▶ WHAT YOU SHOULD DO
Please rewrite the part of the data that opens with the line containing "of the lower" and runs through the end, swapping "balcony railing" for "balcony handrail" and leaving everything else the same.

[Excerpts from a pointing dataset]
───

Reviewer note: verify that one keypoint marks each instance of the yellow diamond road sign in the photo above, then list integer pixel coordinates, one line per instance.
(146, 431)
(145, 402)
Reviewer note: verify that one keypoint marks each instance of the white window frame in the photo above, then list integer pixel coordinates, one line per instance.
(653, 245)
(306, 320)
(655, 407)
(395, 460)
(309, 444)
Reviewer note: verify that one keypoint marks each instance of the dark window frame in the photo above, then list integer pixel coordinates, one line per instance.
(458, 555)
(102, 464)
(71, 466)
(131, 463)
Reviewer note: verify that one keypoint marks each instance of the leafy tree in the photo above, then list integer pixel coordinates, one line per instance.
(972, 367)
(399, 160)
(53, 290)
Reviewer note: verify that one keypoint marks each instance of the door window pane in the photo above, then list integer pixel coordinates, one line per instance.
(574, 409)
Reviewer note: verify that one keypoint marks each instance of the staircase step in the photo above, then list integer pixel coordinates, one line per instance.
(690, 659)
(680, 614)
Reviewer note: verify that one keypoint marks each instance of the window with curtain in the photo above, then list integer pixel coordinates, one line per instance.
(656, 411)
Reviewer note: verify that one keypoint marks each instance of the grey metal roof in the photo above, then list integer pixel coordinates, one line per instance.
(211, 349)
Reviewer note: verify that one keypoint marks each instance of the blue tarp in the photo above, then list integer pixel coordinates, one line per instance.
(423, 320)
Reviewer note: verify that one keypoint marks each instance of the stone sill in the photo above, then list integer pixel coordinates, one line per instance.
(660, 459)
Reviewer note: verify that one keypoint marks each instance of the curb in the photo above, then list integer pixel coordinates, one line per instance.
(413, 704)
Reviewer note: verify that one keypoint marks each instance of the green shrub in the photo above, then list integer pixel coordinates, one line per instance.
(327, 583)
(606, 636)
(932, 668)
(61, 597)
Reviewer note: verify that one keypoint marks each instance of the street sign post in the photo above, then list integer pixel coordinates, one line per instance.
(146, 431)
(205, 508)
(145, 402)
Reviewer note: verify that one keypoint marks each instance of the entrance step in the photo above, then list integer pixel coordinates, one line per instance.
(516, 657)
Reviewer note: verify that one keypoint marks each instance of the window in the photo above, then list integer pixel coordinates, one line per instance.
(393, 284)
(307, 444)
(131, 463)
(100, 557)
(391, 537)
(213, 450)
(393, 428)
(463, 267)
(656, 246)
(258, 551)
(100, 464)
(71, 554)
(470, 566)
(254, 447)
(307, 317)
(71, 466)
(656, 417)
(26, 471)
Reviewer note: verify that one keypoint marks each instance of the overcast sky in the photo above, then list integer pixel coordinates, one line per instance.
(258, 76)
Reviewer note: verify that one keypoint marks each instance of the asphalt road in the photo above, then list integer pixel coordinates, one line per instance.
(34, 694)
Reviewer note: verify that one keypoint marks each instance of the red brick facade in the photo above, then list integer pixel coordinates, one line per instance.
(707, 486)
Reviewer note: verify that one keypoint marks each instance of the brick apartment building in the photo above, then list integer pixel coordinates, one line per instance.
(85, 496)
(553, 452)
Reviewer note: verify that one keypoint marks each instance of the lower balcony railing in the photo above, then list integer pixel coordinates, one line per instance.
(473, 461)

───

▶ COMPLETED TASK
Reviewer note: verify that one keypoint marks each instance of the lower balcony handrail in the photo above, then list integer pixel coordinates, one line per instance.
(473, 461)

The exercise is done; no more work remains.